------ Source excerpt ------

There are two types of people, those who are suciptible to colds, they get a cold in the winter with probability p_s. There are those who are relatively immune (although not completely), they get colds with probability p_i.

Takikng vitamin c reduces your chance of getting a cold by e (the effect). So your subsequent chance of getting a cold is p_s(1-e) or p_i(1-e).

We don't know which group everyone is in, but we do know whether they previously had a cold.

Furthermore, suseptible people are more likley to take the vitamin. They take with probability t_s, and the immune people take with probability t_i.

Estimate e from a given set of data.

In [8]:
from random import random
import pandas as pd

In [71]:
p_s = 0.6 
p_i = 0.3
t_s = 0.7
t_i = 0.2
e = 0.1

population_size = 10000

# Split people into the two groups respectively.
susceptible = [int(random() < 0.5) for _ in range(population_size)]

# Now we decide whether these people had colds in 2019
had_cold = [int(random() < p_s) if s == 1 else int(random() < p_i) for s in susceptible]

# Now we decide if they took the pills, similarly to above.
took_pill = [int(random() < t_s) if s == 1 else int(random() < t_i) for s in susceptible]

# Determine their probability of getting a cold, recall that this depends on whether they
# are susceptible, and if they take the pill
p_cold = [p_s*(1-e*tp) if s == 1 else p_i*(1-e*tp) for s, tp in zip(susceptible, took_pill)]

# Finally, decide whether they got a cold or not ...
has_cold = [int(random() < p) for p in p_cold]

# Collect the data into a dataframe
df = pd.DataFrame(
    {
        'susceptible': susceptible,
        'had_cold': had_cold,
        'took_pill': took_pill,
        'p_cold': p_cold,
        'has_cold': has_cold
    }
)

In [72]:
df.head()

Unnamed: 0,susceptible,had_cold,took_pill,p_cold,has_cold
0,1,0,1,0.54,1
1,1,0,0,0.6,1
2,1,0,1,0.54,1
3,1,1,0,0.6,1
4,0,0,0,0.3,0


Now this is essentially a sanity check, we should get back (roughly) the numbers we put in above.

In [73]:
df.groupby('susceptible').agg({'had_cold': 'mean',
                               'took_pill': 'mean'
                              })

Unnamed: 0_level_0,had_cold,took_pill
susceptible,Unnamed: 1_level_1,Unnamed: 2_level_1
0,0.304922,0.20068
1,0.59936,0.69932


And sanity check again, there are four types of people, which should have different probabilities of getting colds, what are these probabilities? The difference in these two numbers is essentially our answer, but remember that in reality the susceptible variable is hidden from us (or at least it would be in reality).

------ Data provided ------

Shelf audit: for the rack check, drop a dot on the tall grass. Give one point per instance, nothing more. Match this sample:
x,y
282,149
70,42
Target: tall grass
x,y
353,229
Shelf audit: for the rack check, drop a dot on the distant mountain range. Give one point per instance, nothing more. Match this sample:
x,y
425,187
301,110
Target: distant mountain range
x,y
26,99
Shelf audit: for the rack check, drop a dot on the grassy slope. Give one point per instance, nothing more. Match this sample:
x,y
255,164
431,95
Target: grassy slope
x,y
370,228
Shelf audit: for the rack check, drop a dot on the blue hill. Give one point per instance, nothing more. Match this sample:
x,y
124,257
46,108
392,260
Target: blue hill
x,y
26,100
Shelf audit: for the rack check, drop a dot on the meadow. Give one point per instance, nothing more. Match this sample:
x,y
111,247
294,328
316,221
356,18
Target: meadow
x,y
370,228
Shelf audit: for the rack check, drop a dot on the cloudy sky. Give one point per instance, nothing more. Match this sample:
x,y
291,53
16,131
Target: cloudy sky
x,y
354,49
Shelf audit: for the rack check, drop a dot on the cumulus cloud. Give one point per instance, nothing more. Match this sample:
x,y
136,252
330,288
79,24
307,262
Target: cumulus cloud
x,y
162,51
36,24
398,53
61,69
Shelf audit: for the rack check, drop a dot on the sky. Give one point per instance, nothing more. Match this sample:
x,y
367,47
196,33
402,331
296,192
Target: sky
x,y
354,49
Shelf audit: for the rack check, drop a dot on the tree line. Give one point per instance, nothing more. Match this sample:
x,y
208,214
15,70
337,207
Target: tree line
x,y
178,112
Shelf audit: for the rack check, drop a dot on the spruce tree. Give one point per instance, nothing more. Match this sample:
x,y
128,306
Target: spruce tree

------

Problem>
Write the next part of the notebook on estimating the vitamin C effect from simulated cold data, beginning after its final sentence about the hidden susceptible variable.

The answer>
In [74]:
df.groupby(['susceptible', 'took_pill']).p_cold.mean().unstack(-1)

took_pill,0,1
susceptible,Unnamed: 1_level_1,Unnamed: 2_level_1
0,0.3,0.27
1,0.6,0.54


Now do the naive way to calculate e, this is simply assuming that there are no confounders, and that correlation is causation.

In [75]:
naive = df.groupby('has_cold').took_pill.mean()
naive[1] - naive[0]

0.09569462353385699

Those that took the pill are 12% more likely to have a cold than those that did not! So you shouldn't take the pill right.

### Simple Matching

We can use simple matching to calculate the real effect of taking the pill.

Our treatment is the vitamin C pill, and our confounder is whether they had a cold before.

So for every example where someone is taking the tablets, find someone who is not, but who is similar in the confounding variable, in this case whether they had a cold last year.

For everyone who takes a pill, also find someone who doesn't take the pill, but is the same in the confounding variable.

### GroupBy Method

As this is such a simple example, you should be able to find the answer just with groupbys, rather than having to go through actually explicitly matching everything.

### Regression Method

Conceptually similar, what happens if you try a (logistic?) regression in this case? Do you get the same answer?

### Using the module

Python has a module already, see if your hand made answer is the same.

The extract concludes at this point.